**GIVEN TASK:**
Please return each line below that contains the string "person", treating uppercase and lowercase as different.

**DATA PROVIDED:**
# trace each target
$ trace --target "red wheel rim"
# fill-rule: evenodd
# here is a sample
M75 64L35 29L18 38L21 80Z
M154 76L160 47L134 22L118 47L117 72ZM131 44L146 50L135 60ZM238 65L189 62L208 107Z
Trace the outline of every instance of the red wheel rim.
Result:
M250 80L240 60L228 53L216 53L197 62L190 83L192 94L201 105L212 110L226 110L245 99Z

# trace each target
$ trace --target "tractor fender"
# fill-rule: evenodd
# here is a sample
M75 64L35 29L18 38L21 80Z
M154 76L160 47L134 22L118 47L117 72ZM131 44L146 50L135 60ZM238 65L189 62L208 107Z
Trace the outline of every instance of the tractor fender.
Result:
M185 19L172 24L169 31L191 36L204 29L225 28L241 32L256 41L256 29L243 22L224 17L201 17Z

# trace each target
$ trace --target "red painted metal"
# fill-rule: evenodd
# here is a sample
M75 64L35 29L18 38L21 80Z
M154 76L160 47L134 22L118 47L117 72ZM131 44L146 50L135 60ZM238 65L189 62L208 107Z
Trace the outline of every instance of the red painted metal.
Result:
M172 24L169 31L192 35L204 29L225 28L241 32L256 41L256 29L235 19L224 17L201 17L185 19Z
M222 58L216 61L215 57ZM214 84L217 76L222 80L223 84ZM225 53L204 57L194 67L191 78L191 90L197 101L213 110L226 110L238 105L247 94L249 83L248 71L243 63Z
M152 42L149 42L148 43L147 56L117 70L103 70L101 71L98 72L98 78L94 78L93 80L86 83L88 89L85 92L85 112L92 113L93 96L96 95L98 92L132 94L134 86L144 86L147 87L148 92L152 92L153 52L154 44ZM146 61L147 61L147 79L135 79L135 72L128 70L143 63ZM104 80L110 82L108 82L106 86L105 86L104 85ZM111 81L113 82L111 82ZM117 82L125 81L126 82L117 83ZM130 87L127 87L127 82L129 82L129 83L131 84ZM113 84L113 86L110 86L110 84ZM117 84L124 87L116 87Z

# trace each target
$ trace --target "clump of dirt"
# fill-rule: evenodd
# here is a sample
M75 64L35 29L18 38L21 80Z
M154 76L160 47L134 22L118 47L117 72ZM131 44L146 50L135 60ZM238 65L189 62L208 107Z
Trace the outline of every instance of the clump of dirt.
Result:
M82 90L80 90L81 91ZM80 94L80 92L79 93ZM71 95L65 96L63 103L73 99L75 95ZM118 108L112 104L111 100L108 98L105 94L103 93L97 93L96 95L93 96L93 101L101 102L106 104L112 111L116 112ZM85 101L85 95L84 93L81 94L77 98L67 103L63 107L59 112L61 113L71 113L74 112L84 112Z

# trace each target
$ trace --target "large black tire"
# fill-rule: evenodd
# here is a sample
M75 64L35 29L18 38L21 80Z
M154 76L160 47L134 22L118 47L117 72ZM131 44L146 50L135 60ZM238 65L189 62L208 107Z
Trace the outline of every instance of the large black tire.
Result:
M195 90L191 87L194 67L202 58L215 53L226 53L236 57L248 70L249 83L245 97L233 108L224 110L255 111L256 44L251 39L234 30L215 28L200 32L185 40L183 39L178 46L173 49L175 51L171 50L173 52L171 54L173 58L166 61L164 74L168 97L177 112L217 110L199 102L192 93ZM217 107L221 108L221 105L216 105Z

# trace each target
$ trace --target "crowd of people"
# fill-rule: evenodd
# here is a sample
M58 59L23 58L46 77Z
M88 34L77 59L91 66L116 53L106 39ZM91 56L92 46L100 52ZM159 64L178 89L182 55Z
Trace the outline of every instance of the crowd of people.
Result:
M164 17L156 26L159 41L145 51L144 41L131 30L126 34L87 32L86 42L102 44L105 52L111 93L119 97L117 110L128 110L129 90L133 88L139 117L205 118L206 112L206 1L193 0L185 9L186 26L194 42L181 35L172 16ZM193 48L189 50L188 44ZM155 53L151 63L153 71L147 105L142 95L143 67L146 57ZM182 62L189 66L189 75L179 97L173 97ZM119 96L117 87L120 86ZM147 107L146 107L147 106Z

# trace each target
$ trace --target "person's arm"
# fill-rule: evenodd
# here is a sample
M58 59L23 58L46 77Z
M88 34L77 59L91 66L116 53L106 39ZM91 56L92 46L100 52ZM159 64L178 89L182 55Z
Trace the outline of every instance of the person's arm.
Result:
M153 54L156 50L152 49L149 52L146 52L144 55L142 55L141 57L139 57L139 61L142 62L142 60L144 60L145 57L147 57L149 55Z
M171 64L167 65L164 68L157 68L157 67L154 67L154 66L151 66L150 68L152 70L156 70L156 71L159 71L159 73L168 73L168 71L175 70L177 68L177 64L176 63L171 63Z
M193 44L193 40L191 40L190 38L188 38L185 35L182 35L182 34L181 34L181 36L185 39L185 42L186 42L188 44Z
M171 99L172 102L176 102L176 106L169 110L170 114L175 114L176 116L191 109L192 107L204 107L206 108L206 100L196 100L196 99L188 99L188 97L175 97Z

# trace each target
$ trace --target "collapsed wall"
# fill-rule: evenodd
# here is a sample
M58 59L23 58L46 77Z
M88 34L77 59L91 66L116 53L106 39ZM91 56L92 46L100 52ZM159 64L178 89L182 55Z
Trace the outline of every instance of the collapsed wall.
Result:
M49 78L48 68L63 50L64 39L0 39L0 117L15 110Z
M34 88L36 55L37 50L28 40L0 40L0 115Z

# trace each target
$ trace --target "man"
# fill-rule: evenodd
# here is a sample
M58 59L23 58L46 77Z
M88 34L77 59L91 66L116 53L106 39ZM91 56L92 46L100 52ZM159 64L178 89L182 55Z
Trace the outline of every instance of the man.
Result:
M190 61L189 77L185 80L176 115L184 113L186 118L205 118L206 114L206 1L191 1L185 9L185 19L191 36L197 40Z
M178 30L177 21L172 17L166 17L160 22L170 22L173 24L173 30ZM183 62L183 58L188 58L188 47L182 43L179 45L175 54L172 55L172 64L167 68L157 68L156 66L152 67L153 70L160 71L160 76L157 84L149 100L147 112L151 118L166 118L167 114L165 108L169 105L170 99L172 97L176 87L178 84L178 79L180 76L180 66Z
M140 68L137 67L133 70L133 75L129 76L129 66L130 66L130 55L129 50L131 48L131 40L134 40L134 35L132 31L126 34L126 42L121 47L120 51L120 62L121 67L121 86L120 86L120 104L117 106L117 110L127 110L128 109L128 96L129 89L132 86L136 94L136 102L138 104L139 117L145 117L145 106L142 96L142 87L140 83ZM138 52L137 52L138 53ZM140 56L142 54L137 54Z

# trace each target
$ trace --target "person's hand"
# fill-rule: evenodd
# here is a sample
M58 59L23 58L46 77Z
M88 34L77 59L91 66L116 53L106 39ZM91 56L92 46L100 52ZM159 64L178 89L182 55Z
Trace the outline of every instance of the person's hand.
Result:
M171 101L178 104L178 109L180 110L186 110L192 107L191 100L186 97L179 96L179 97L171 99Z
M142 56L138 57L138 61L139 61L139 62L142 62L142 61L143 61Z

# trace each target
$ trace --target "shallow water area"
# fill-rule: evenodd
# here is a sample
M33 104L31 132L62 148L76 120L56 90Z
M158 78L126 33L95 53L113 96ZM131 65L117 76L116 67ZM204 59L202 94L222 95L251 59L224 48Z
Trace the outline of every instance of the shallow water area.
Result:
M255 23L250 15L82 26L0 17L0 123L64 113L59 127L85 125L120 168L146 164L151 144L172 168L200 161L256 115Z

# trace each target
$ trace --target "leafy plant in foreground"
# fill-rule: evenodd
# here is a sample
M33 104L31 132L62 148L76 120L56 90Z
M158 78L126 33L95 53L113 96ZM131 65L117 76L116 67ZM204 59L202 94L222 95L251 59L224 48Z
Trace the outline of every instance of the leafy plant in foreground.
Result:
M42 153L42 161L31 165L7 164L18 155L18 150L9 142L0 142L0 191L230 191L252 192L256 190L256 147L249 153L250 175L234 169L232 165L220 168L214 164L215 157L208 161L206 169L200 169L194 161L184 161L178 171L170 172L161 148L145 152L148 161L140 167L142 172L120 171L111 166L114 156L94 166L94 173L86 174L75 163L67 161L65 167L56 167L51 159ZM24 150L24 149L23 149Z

**THE OUTPUT:**
$ trace --target "person's arm"
Trace the outline of every instance of the person's arm.
$ trace --target "person's hand"
Trace the outline of every instance of the person's hand.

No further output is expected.